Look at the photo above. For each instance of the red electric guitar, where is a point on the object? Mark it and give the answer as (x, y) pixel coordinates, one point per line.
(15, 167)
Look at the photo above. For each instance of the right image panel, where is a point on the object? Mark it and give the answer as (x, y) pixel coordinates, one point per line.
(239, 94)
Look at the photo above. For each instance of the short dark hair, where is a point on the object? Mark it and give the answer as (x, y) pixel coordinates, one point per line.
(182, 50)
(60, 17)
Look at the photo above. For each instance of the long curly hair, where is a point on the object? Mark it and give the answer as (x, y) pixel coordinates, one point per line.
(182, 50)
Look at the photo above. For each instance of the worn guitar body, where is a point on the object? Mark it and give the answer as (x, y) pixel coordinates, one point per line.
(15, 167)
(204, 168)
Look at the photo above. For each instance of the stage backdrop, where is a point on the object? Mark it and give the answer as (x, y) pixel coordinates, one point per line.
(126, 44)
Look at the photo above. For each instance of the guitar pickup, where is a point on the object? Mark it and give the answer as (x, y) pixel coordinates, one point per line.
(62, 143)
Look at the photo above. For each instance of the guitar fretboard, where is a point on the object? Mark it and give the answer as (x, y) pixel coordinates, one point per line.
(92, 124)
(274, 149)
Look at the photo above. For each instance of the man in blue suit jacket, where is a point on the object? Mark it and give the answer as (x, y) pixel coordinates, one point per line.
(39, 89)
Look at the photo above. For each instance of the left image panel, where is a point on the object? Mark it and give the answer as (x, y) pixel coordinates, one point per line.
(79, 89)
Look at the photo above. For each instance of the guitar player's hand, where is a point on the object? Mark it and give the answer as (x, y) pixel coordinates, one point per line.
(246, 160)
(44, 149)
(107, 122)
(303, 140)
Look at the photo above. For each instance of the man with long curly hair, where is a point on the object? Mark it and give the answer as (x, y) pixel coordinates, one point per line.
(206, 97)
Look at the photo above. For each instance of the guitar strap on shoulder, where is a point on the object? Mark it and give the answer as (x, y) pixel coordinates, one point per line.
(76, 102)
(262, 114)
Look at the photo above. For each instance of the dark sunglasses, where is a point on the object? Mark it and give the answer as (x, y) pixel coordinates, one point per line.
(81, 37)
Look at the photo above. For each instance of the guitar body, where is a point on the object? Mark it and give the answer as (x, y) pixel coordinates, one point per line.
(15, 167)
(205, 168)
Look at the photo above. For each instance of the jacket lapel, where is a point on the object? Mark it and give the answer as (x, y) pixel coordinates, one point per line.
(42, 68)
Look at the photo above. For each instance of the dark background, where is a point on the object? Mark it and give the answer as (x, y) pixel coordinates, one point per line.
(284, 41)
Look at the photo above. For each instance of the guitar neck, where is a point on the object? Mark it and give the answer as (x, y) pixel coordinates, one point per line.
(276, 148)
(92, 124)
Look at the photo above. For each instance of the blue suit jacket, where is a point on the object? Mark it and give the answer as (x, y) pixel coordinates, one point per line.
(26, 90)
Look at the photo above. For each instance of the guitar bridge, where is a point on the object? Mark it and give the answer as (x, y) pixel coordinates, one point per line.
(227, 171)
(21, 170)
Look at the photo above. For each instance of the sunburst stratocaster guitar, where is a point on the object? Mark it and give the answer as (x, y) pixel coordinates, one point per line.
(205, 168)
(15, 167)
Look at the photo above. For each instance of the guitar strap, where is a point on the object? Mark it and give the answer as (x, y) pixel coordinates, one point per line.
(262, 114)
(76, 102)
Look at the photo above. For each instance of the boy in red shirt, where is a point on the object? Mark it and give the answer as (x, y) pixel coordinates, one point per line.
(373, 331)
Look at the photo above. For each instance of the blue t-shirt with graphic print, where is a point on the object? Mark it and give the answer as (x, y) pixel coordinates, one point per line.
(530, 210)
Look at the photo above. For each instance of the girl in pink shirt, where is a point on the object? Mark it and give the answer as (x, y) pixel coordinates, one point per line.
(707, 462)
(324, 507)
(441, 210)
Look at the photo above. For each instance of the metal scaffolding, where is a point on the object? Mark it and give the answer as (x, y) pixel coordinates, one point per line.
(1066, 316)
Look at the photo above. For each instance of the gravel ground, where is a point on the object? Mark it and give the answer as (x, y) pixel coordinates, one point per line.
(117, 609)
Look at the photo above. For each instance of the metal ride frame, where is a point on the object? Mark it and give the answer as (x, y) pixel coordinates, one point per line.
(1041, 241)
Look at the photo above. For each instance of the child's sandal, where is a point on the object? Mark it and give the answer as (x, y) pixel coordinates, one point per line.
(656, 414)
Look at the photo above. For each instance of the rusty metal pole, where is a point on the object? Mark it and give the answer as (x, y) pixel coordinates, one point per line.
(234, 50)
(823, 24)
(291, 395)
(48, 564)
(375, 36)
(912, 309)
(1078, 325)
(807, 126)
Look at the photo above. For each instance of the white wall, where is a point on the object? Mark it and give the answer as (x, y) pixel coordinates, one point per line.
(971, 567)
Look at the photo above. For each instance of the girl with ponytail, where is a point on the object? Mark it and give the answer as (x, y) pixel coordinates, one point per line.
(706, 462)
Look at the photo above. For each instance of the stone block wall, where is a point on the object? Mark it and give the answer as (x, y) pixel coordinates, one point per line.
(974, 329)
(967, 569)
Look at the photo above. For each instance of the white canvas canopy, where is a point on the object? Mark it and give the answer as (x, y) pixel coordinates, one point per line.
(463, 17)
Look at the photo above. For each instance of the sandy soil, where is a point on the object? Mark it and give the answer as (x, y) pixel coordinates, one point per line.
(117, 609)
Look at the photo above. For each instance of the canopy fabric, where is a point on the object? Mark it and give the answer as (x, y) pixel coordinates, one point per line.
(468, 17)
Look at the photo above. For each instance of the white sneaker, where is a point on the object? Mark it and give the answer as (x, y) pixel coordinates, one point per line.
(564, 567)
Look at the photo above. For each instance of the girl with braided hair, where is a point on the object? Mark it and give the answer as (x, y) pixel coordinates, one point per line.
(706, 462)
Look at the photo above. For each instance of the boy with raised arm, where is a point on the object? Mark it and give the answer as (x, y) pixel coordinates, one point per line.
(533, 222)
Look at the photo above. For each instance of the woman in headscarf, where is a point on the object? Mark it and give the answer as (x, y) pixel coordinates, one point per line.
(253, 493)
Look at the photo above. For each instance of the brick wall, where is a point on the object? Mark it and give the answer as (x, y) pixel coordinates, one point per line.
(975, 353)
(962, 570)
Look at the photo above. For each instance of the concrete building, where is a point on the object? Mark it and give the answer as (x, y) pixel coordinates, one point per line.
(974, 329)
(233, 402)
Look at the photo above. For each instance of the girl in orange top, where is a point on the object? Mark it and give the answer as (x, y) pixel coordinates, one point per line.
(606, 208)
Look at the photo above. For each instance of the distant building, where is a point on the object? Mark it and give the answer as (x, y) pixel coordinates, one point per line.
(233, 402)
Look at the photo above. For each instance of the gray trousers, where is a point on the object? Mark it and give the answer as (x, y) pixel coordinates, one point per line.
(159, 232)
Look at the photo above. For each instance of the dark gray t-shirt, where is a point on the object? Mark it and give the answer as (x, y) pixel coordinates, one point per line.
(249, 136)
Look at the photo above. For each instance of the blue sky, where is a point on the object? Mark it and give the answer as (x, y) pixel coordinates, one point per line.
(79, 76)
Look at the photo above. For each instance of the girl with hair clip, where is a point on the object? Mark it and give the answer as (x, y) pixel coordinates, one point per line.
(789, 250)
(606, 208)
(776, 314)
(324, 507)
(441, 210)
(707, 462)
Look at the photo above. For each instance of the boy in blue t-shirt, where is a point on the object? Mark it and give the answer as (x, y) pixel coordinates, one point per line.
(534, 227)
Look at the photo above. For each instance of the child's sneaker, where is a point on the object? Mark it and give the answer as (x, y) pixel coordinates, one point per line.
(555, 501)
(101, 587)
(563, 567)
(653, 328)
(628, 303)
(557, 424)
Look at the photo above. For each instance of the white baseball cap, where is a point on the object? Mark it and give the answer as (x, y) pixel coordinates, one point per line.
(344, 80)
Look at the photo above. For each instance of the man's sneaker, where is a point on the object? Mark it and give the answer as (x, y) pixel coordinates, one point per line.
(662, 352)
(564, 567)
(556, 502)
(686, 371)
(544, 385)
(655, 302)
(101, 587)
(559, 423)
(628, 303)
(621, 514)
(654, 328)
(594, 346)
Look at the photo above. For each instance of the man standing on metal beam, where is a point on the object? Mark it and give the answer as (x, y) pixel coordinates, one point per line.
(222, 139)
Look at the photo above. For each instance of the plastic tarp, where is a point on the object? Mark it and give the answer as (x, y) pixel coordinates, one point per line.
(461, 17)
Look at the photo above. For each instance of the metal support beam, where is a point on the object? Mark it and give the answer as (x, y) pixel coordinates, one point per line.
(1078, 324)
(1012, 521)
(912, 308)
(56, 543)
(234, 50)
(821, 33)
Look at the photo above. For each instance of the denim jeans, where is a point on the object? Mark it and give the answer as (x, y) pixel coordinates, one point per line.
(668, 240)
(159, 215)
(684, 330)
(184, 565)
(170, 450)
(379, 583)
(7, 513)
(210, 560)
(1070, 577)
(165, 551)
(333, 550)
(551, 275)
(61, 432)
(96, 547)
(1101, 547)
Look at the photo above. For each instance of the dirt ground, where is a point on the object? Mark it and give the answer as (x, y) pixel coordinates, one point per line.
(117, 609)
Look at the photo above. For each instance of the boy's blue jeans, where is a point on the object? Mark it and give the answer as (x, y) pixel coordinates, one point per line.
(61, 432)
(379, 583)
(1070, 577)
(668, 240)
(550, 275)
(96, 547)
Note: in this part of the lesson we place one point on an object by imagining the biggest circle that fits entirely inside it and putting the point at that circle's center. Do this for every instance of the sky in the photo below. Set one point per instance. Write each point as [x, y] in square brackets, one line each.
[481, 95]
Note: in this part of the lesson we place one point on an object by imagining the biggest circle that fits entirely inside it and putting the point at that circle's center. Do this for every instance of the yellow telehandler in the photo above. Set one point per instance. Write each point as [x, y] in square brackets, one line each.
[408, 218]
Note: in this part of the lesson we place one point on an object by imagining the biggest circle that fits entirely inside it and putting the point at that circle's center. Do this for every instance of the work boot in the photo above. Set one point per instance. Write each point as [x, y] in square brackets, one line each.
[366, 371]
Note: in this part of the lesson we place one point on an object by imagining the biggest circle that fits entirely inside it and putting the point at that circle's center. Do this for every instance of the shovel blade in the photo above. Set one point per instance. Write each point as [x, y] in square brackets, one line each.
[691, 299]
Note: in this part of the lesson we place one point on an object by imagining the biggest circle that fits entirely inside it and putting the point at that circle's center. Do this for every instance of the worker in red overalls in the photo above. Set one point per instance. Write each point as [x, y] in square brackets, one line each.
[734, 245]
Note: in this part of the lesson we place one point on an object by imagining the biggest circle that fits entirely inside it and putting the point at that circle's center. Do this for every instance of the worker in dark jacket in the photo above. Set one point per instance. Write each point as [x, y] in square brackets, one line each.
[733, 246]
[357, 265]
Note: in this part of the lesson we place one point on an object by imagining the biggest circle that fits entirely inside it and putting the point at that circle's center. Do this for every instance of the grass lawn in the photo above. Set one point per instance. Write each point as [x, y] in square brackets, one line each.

- **To be done**:
Give back, unchanged, every line from the one with "the work boot" to the end of the entries above.

- **Written solution**:
Note: in this part of the lesson we place one point on an object by imagining the biggest circle that fits entirely inside it and putting the point at that circle's center. Do this for every instance of the work boot in the photo above. Set one point per instance. Write each point as [x, y] in square brackets, one line each.
[366, 371]
Note: in this part of the lesson we place one point on an object by imagining the biggest circle that fits entirely inside it and putting the point at that circle's center. Do this for every instance of the shovel blade in the photo above. Set one point per instance. Write each point as [x, y] in square brackets, one line each.
[691, 299]
Note: in this part of the lesson we place one point on an object by imagining the biggest circle that fits entirely inside it and putting the point at that circle's center. Do this for every instance of the worker in red overalls in the photo above. Set one point per instance. Write each point as [x, y] in square brackets, one line each.
[734, 245]
Note: in this part of the lesson we place one point on an object by imagining the biggest circle that fits entirely inside it and putting the point at that circle's center. Do this for every instance of the worker in dark jacket in the photo above. Set one point per instance. Write each point as [x, y] in square brackets, one line each.
[733, 246]
[357, 265]
Note: in this part of the lesson we place one point on an object by imagining the biggest circle that fits entirely inside it and putting the point at that circle's center. Do this for every instance of the grass lawn in the photo above. Set one point per instance. Write each point as [x, y] in square brackets, one line each.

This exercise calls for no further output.